Written problem
The material below should be written out in full and exactly; pictures stay out of the copy.

Records shown

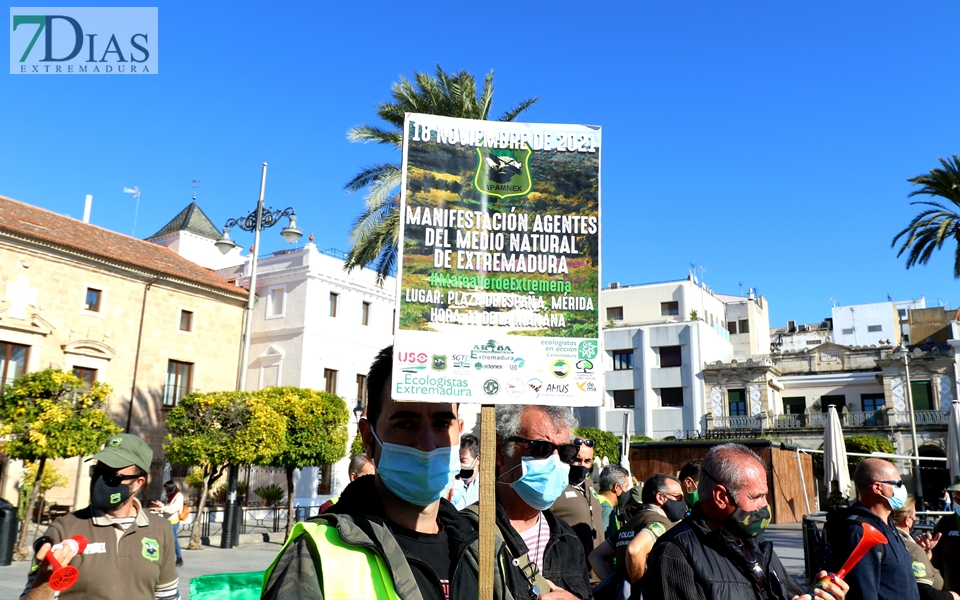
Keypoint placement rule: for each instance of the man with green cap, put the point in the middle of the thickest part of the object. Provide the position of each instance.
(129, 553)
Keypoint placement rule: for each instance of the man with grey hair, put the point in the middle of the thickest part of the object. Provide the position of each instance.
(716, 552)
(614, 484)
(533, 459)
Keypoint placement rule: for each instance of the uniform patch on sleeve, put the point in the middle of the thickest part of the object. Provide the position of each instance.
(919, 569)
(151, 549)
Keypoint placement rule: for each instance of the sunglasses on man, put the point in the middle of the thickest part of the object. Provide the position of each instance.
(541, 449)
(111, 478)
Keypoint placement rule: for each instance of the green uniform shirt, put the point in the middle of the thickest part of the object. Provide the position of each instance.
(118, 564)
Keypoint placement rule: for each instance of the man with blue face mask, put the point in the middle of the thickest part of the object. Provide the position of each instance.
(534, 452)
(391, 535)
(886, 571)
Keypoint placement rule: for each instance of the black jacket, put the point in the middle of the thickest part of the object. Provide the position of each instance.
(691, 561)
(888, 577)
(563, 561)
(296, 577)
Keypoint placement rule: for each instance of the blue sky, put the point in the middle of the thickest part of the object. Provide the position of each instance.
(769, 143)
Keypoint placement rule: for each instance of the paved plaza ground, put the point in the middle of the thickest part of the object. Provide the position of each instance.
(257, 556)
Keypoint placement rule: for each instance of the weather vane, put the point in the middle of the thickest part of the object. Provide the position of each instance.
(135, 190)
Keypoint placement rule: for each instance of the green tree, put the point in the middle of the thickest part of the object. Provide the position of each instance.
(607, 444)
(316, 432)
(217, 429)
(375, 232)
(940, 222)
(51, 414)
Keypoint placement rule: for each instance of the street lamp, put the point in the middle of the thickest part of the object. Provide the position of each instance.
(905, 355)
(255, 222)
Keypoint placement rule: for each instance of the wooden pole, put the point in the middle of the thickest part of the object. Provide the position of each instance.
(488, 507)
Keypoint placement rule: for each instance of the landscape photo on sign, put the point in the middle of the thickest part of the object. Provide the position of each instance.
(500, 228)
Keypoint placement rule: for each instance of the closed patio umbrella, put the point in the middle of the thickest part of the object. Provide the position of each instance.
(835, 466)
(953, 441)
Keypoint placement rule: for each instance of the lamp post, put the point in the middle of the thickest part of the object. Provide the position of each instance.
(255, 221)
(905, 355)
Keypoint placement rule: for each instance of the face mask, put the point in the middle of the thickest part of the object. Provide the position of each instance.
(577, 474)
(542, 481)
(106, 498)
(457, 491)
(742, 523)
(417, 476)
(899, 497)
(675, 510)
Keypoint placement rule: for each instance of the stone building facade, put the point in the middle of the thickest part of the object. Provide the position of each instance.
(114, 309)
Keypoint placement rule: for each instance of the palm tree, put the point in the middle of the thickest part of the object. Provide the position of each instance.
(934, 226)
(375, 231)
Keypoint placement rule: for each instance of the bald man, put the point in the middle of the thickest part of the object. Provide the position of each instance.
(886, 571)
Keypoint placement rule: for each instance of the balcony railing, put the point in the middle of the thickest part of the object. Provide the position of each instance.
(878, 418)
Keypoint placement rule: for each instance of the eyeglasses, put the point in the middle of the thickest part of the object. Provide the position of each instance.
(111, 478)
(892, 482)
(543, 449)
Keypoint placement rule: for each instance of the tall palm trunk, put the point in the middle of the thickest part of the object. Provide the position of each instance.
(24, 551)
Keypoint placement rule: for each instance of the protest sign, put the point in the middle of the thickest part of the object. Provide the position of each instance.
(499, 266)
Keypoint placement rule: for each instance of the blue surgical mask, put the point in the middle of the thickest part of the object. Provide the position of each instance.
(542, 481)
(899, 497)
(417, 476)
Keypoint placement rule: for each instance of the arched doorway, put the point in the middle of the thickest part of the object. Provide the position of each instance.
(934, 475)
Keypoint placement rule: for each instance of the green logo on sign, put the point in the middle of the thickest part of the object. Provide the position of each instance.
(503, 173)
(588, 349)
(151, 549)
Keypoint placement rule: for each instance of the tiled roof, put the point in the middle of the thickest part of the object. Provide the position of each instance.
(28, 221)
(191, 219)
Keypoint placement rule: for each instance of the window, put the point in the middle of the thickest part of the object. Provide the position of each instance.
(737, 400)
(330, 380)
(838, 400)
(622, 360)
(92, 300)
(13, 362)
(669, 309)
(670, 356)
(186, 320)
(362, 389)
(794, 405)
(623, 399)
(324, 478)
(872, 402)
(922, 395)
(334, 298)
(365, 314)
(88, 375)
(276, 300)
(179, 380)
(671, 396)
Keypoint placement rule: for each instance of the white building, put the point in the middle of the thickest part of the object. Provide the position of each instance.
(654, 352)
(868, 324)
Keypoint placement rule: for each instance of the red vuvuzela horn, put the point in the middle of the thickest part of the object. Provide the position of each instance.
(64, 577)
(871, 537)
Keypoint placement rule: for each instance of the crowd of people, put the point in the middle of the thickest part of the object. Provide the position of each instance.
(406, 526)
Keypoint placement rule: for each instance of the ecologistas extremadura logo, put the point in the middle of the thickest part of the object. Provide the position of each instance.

Full response
Keypoint placement rule: for each instance of the man with green cap, put the point in the middle of the thickest part of the object. Provide the position of each instance.
(129, 553)
Keypoint placement rule: for each instance of the man with grey hair, put the point in the middle of the thickest part of the object. Provide the position of each instance.
(716, 552)
(614, 484)
(533, 459)
Keypoint placement rule: for each instance of the uniform patch on sleeve, put the point in the middle of the thickest part of the object. Provide the position of each instance.
(919, 569)
(151, 549)
Keypoint placement rule: for each instance of the sunglasses on man, put the point in the middle of the thickest part of the object. Provide the position of each instance.
(541, 449)
(111, 478)
Keypoint placement rule: for each instance of the green uniform shirt, put the point in the middle of the thickest part of the object. Provide the position of each instance.
(118, 564)
Keypoint placement rule: for each instance of the man with blue face mask, put the point in the middle of the thickest part of the object. Provide the position of each instance.
(534, 452)
(391, 535)
(886, 571)
Keypoint placement rule: for each instance of the black jacket, put the point in the middle of the thickest part of the object. Provide the position of each instance.
(691, 561)
(888, 577)
(563, 561)
(296, 577)
Keypoint placement rule: for each instance of the blue sky, put the point in the middle of the thickest part of the object. Provide the position of each instance.
(769, 143)
Keypoint placement rule: for each instance of the paved plaza ground, put the point in the middle of the thickest part of the object. Provide the position of each instance.
(257, 556)
Keypoint placement rule: for each instance of the weather vane, put the point in the middle of the thickest part of the object. Provide the position of each instance.
(135, 190)
Keypoint placement rule: for each instance of the green tree, put the point in the middle of the thickest part of the object. Provide the position of each instance.
(607, 444)
(316, 432)
(217, 429)
(375, 232)
(940, 222)
(51, 414)
Keypoint placement rule: for each instance of the street lamp, put the point in the middle of the thickest part of the object. Provide the position of each instance.
(905, 355)
(255, 222)
Keypoint placement rule: for each instance of the wooden pole, put the point in the middle of the thickest part of the object. Provide the position of each instance.
(488, 507)
Keypoint placement rule: for each instance of the landscape photo on sign, put the point in the middle of the thickest part of the object. Provide the position of each instance.
(500, 228)
Keypoint placement rule: for each instance of the closed patio umbrella, put the point in the middle of the thickest part of the object. Provide the position of each instance.
(835, 466)
(953, 441)
Keypoint placement rule: for each instance of the lamp post, put the point in the middle of the thickest part of the object. Provide the position of each instance.
(255, 221)
(905, 355)
Keypoint placement rule: for each instance of the face mask, put the point in the middle of the thickest part of the object. Provide the position of each instance.
(577, 474)
(542, 481)
(106, 498)
(457, 491)
(742, 523)
(417, 476)
(899, 497)
(675, 510)
Keypoint placement rule: for each instance of the stone building facade, put the point in the middle of the thickest part of the object. Provide the position of each instance.
(114, 309)
Keypoint placement rule: for each instance of the palm tree, put the point in the middle of the thickest part of the object. Provide the position of each instance.
(934, 226)
(375, 231)
Keypoint placement rule: for each instance of the bald man, put the point in the middle of the thickest part of the object. Provide the position of each instance.
(886, 571)
Keypoint placement rule: for each instance of the balcony railing, put the point in the middle of the thickest part of the object. Provide the position of each instance.
(878, 418)
Keypoint placement rule: for each instance of the eyeglasses, put the point in the middle of the thickest part of the object. Provide the position of each instance.
(111, 478)
(892, 482)
(543, 449)
Keypoint placement rule: for each instance of the tall palm trunk, put the point in the middle of the thickest part of the object. Provide the position of each instance.
(24, 551)
Keypoint placement rule: for each instance of the protest sign, put the point in the middle of the thickest part of the object. Provide the position of each instance.
(499, 266)
Keypoint placement rule: for each instance of the blue surgical mask, put the point in the middle of the thickest part of the object. Provide the position of each instance.
(542, 481)
(899, 497)
(417, 476)
Keypoint placement rule: for each instance of the arched doorway, put the point in the middle of the thickest part of the object. Provide the position of each instance.
(934, 475)
Keypoint placement rule: for each instance of the green logo on sign, put the point in the middle of the thickest part of the object. Provide the position of each instance.
(503, 173)
(588, 349)
(151, 549)
Keypoint placement rule: for each instance of the tiled roof, put the point in the middle of the thickest part of the object. Provide the position of each instance.
(28, 221)
(191, 219)
Keypoint placement rule: for each instance of the window, put the point in the middle of the thickest part of the object. Provide the position of each instance.
(737, 400)
(330, 380)
(838, 400)
(622, 360)
(92, 300)
(13, 362)
(669, 309)
(670, 356)
(186, 320)
(362, 389)
(794, 405)
(623, 399)
(324, 478)
(872, 402)
(922, 395)
(334, 298)
(365, 314)
(88, 375)
(276, 300)
(179, 380)
(671, 396)
Keypoint placement rule: for each instance of the white building, put the point in the middle of the thickest part of the object. Provide the position of each instance.
(654, 352)
(868, 324)
Keypoint placement rule: for each instance of the red vuvuzela horn, put the point in the middle of the thickest part of the object. Provide the position of each instance.
(64, 577)
(871, 537)
Keypoint placement rule: for each instance of the crowd of people, put the point in the middle of the thickest part of the object. Provide the position of each instance.
(406, 526)
Keypoint placement rule: for each instance of the ecologistas extremadura logo, put the point in the middle of the thickest part of the object. Provide the position of each instance.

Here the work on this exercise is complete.